Selected passage>

= = = = =

Validated Protocols for the Analysis of Dried Blood Spot Samples
Protocols for the analysis of over 100 analytes in dried blood spot samples have been published, including important indicators of endocrine, immune, reproductive, and metabolic function, as well as measures of nutritional status and infectious disease (McDade et al., 2007). Many of these biomarkers have been applied clinically, and may be used in survey research to determine risk for the development of disease, to gain insight into the impact of psychosocial/behavioral contexts across multiple physiological systems, and/or to understand the effect of health on selection into environments across the life course.
Table 2 (PDF) provides more detailed information for a subset of analytes most likely to be of interest to researchers conducting population-level, community-based health research. This list was originally published in "What a Drop Can Do: Dried Blood Spots as a Minimally Invasive Method for Integrating Biomarkers into Population-Based Research," (PDF) by Thomas McDade, Sharon Williams, and J. Josh Snodgrass, (2007), and inclusion is based on four criteria:
- Methods that use capillary whole blood collected on filter paper, without requiring the separation of erythrocytes or additional sample processing steps.
- Markers of physiological function and health that are broadly relevant across a wide range of ages. The table does not include markers of inborn errors of metabolism commonly used for neonatal screening, markers of toxicology, or clinical markers of specific diseases, unless they are likely to be relevant at the population level (e.g., HIV, hepatitis).
- Evidence of attention to assay performance, including a report of accuracy, precision, reliability, and/or analysis of matched blood spot and serum/plasma samples.
- Publication in a peer-reviewed journal.
Table 2 includes information on multiple aspects of assay performance and implementation to guide decisions regarding the utility and feasibility of various blood spot methods. Table 2 is updated annually. Please email Thom McDade with suggestions for analytes and/or references to add to this list.
Definitions of each heading:
Volume of sample
A typical drop of capillary blood collected from a finger stick includes approximately 50uL of whole blood. Most assays use a hole punch to punch out a disc of dried blood of a given size for analysis, while others use the entire spot. Linear dimensions (i.e., mm or inches) pertain to methods using a hole punch, while volume measures (i.e., uL) are presented for methods that use an entire blood spot containing a pre-measured quantity of whole blood.
There are no standardized criteria for acceptable levels of sample degradation, so we rely on the stability determination as published. In many cases, the reported stability reflects the maximum period of time evaluated, and therefore actual stability may be significantly longer (we use > to indicate these cases). In addition, for some analytes, stability information is presented in supplemental publications not included here.

= = = = =

Assigned task A> According to the dried blood spot page, about how much whole blood does a typical drop of capillary blood from a finger stick contain?
Assigned task B> Rewrite the dried blood spot page from "- Publication in" to "quantity of whole blood.", substituting "biopsy punch" for "hole punch".
These rows are unrelated to the dried blood spot page.

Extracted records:

= = = = =

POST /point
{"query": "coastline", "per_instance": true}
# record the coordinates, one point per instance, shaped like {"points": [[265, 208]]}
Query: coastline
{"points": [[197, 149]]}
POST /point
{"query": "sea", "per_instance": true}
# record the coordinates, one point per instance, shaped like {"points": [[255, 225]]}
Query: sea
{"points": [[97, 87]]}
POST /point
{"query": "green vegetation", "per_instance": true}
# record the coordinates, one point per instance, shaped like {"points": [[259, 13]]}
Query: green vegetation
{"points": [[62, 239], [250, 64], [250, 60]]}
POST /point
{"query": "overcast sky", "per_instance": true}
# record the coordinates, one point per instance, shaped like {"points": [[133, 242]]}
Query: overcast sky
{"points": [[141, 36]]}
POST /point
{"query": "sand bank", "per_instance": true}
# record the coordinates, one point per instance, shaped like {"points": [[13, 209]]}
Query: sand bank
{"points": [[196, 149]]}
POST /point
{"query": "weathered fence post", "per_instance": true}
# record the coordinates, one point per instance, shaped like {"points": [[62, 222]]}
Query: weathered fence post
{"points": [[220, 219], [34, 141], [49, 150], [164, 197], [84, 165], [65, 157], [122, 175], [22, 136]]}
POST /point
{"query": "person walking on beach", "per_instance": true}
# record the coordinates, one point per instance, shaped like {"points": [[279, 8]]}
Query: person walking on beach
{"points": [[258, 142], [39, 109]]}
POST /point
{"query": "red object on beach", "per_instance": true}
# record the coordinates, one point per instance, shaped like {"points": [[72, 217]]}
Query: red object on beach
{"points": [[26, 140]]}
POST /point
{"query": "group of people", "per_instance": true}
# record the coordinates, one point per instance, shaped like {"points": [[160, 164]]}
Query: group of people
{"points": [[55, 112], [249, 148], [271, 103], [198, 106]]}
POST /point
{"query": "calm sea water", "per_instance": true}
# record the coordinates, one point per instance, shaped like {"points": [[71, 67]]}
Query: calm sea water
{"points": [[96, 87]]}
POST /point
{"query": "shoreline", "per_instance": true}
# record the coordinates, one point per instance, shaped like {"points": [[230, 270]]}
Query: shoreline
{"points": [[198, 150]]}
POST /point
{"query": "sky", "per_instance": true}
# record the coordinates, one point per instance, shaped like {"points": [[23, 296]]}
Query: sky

= = = = =

Written solution A> Approximately 50uL of whole blood.

Written solution B>
- Publication in a peer-reviewed journal.
Table 2 includes information on multiple aspects of assay performance and implementation to guide decisions regarding the utility and feasibility of various blood spot methods. Table 2 is updated annually. Please email Thom McDade with suggestions for analytes and/or references to add to this list.
Definitions of each heading:
Volume of sample
A typical drop of capillary blood collected from a finger stick includes approximately 50uL of whole blood. Most assays use a biopsy punch to punch out a disc of dried blood of a given size for analysis, while others use the entire spot. Linear dimensions (i.e., mm or inches) pertain to methods using a biopsy punch, while volume measures (i.e., uL) are presented for methods that use an entire blood spot containing a pre-measured quantity of whole blood.